◆ Work request ◆
From the line containing "Locate the air" through the last line of the records below, output every line exactly as it appears, but leave out the pictures.

◆ Data for the task ◆
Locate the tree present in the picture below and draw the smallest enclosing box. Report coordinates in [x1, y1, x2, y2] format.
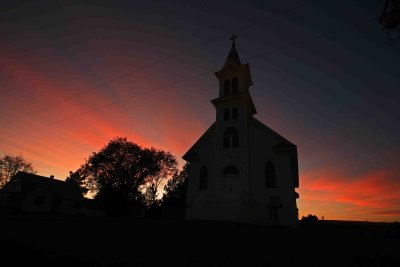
[0, 154, 36, 188]
[300, 214, 319, 225]
[67, 137, 177, 216]
[141, 149, 178, 209]
[65, 170, 89, 196]
[162, 162, 189, 207]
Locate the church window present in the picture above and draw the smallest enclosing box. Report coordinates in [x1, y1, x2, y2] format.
[224, 79, 231, 96]
[232, 77, 238, 94]
[232, 107, 238, 119]
[223, 165, 239, 175]
[200, 166, 208, 190]
[223, 127, 239, 149]
[224, 108, 230, 120]
[265, 161, 276, 188]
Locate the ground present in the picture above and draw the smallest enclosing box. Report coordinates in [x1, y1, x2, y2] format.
[0, 215, 399, 266]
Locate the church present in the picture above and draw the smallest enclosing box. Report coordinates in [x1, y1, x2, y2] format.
[183, 36, 299, 227]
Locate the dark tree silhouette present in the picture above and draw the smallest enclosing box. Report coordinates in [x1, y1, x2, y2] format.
[67, 137, 177, 216]
[0, 154, 36, 188]
[300, 214, 319, 224]
[65, 170, 90, 196]
[162, 162, 189, 207]
[141, 149, 178, 209]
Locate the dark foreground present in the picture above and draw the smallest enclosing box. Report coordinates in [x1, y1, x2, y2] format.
[0, 215, 399, 267]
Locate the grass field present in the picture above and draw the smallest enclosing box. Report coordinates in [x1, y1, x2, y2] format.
[0, 215, 399, 266]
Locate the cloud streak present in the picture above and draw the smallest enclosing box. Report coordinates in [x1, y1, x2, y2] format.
[298, 167, 400, 221]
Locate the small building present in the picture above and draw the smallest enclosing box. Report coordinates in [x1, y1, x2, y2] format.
[0, 171, 84, 215]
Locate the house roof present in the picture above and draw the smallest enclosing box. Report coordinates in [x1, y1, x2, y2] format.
[2, 172, 83, 201]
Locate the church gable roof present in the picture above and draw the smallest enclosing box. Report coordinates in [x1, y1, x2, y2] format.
[250, 117, 295, 147]
[182, 123, 216, 162]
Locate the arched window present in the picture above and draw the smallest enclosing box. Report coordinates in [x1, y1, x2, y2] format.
[265, 161, 276, 188]
[232, 77, 238, 94]
[232, 107, 238, 119]
[223, 165, 239, 175]
[200, 166, 207, 190]
[224, 79, 231, 96]
[224, 108, 230, 121]
[223, 127, 239, 148]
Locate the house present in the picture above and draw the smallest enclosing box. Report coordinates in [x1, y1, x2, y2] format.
[0, 171, 84, 215]
[183, 37, 299, 227]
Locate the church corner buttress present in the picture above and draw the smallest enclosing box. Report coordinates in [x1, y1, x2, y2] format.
[183, 36, 299, 227]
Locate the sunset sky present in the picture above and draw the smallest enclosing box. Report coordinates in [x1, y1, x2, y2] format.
[1, 0, 399, 222]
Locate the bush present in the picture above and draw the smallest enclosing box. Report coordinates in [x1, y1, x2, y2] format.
[300, 214, 319, 224]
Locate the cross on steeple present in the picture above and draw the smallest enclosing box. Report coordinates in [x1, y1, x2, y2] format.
[230, 34, 238, 46]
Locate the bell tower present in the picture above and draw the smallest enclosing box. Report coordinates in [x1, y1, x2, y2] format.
[211, 35, 256, 209]
[213, 34, 256, 119]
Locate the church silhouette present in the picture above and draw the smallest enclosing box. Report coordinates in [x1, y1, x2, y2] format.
[183, 36, 299, 227]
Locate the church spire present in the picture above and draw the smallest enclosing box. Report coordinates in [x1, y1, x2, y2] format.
[222, 34, 242, 69]
[213, 34, 256, 115]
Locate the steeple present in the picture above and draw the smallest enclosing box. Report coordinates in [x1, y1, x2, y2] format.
[213, 35, 256, 116]
[221, 34, 242, 70]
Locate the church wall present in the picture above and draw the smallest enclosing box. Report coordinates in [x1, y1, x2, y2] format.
[185, 111, 298, 225]
[249, 123, 298, 226]
[185, 130, 220, 221]
[215, 99, 252, 215]
[186, 100, 252, 222]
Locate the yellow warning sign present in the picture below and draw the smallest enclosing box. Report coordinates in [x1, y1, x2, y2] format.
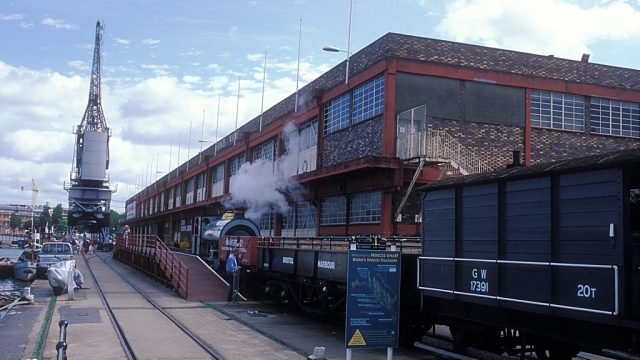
[348, 329, 367, 346]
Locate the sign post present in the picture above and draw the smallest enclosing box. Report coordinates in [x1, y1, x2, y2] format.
[345, 249, 401, 359]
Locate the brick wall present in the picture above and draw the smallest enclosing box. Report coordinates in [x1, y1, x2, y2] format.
[427, 118, 524, 170]
[531, 128, 640, 164]
[322, 117, 383, 167]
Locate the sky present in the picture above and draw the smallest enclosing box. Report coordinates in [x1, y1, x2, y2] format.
[1, 0, 639, 214]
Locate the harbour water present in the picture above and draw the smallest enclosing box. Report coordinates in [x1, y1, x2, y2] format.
[0, 248, 30, 303]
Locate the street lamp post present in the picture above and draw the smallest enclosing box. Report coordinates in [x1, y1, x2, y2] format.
[322, 0, 353, 85]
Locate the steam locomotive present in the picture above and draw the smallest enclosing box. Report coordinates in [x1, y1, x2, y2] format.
[214, 147, 640, 359]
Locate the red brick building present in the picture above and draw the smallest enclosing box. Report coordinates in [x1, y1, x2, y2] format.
[125, 33, 640, 257]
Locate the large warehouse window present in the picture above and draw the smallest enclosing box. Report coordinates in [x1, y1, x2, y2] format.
[195, 172, 206, 202]
[229, 154, 246, 176]
[590, 97, 640, 138]
[531, 90, 584, 131]
[185, 178, 195, 205]
[175, 184, 182, 208]
[282, 202, 317, 237]
[352, 75, 384, 124]
[324, 93, 350, 135]
[259, 211, 274, 236]
[320, 196, 347, 225]
[229, 153, 246, 190]
[168, 188, 174, 210]
[253, 140, 275, 162]
[210, 165, 224, 198]
[349, 191, 381, 223]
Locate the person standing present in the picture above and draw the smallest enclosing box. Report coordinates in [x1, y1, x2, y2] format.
[226, 248, 240, 302]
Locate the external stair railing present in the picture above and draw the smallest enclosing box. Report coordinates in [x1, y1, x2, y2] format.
[397, 129, 491, 175]
[114, 234, 189, 298]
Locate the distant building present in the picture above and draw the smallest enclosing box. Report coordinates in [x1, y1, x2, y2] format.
[0, 204, 68, 236]
[125, 33, 640, 257]
[0, 204, 33, 235]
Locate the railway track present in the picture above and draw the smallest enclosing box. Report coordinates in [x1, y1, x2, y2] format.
[82, 251, 616, 360]
[84, 252, 224, 360]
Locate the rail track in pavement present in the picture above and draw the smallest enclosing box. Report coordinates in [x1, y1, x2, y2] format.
[84, 252, 224, 360]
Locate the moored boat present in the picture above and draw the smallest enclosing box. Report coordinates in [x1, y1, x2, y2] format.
[12, 251, 37, 282]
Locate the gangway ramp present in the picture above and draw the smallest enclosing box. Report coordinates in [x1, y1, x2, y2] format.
[173, 253, 229, 301]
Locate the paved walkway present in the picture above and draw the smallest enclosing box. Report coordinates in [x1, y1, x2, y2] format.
[15, 251, 303, 360]
[5, 250, 436, 360]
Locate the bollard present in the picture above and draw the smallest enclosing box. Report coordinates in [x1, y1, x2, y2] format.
[67, 261, 76, 300]
[56, 341, 67, 360]
[57, 320, 68, 360]
[307, 346, 326, 360]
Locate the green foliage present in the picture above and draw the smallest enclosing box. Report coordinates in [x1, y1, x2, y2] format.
[39, 203, 52, 231]
[9, 212, 22, 231]
[51, 204, 64, 229]
[109, 210, 121, 230]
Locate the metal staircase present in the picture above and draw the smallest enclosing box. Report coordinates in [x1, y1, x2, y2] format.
[396, 128, 490, 175]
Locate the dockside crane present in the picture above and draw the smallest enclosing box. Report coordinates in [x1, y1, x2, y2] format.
[66, 20, 114, 241]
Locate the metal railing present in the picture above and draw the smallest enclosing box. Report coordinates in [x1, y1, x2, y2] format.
[115, 234, 189, 298]
[397, 129, 491, 174]
[257, 235, 422, 254]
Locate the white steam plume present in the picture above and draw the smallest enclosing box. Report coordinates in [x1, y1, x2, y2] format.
[226, 123, 304, 222]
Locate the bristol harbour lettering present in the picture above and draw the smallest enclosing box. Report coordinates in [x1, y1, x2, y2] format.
[318, 260, 336, 269]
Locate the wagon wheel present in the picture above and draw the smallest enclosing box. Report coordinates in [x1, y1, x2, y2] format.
[534, 341, 578, 360]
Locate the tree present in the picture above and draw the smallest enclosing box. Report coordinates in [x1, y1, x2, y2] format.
[109, 210, 121, 231]
[39, 203, 52, 234]
[9, 212, 21, 233]
[52, 204, 64, 230]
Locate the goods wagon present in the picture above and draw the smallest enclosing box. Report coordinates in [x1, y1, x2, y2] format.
[418, 147, 640, 358]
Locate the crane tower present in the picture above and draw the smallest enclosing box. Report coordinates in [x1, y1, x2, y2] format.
[66, 20, 112, 232]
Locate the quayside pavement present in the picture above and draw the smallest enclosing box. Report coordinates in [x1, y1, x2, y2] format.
[6, 250, 433, 360]
[13, 251, 303, 360]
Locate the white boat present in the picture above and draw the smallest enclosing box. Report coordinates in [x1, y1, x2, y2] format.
[13, 250, 37, 282]
[13, 259, 37, 282]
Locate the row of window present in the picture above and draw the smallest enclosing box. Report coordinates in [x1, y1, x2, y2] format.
[531, 90, 640, 138]
[320, 191, 382, 224]
[256, 191, 383, 234]
[140, 122, 320, 217]
[324, 75, 385, 135]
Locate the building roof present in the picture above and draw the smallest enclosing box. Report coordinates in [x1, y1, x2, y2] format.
[155, 32, 640, 191]
[418, 146, 640, 191]
[374, 33, 640, 92]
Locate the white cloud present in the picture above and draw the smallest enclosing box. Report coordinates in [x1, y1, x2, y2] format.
[247, 53, 265, 62]
[207, 63, 222, 72]
[0, 13, 24, 21]
[182, 75, 202, 84]
[41, 17, 77, 30]
[228, 25, 239, 38]
[140, 64, 173, 76]
[20, 21, 34, 28]
[180, 48, 202, 56]
[142, 38, 161, 46]
[436, 0, 640, 60]
[115, 37, 131, 45]
[68, 60, 88, 72]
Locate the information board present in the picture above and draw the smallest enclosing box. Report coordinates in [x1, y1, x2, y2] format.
[345, 250, 401, 349]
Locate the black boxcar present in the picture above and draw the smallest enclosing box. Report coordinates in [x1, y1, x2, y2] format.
[418, 148, 640, 358]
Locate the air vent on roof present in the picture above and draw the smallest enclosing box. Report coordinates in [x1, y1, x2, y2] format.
[581, 53, 590, 63]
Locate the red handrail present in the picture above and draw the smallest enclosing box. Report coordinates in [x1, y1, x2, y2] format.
[115, 234, 189, 298]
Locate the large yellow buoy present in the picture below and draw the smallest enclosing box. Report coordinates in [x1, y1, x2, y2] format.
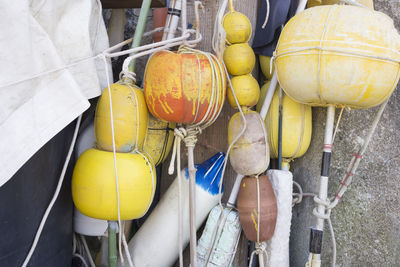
[307, 0, 374, 9]
[223, 43, 255, 76]
[275, 5, 400, 108]
[143, 114, 175, 166]
[228, 109, 269, 176]
[227, 74, 260, 108]
[223, 11, 251, 44]
[259, 55, 275, 80]
[72, 148, 155, 220]
[95, 83, 148, 152]
[265, 91, 312, 159]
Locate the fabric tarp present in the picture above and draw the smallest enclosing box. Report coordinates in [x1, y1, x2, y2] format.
[0, 0, 111, 186]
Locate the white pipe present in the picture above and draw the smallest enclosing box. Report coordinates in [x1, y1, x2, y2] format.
[227, 174, 245, 208]
[166, 0, 182, 40]
[259, 72, 278, 120]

◆ Answer space ◆
Locate the air vent on roof present in the picture above and draw the smallest enclosing box. Report coordinates in [x1, y1, x2, y2] format.
[581, 53, 590, 63]
Locate the red handrail present in the picture above and draw the smallest enclosing box. Report coordinates in [x1, y1, x2, y2] format.
[115, 234, 189, 298]
Locate the large yellow buoy present in the picture below and draw the smallest enclosing box. Report coordinates in [x1, y1, x2, y2] format.
[307, 0, 374, 9]
[223, 43, 255, 76]
[275, 5, 400, 108]
[143, 114, 175, 166]
[228, 109, 269, 176]
[227, 74, 260, 108]
[223, 11, 251, 44]
[259, 55, 275, 80]
[72, 148, 155, 220]
[95, 83, 148, 152]
[265, 91, 312, 159]
Locate the fabric tarp present in the picture above and draw the smallest enclosing box. Report coordinates in [x1, y1, x2, y2] format.
[0, 0, 111, 186]
Locate the white pipe present in the picture above and draw the smallest enclosing box. Report coordinates in [x1, y1, x2, y2] format.
[227, 174, 245, 208]
[166, 0, 182, 40]
[259, 72, 278, 120]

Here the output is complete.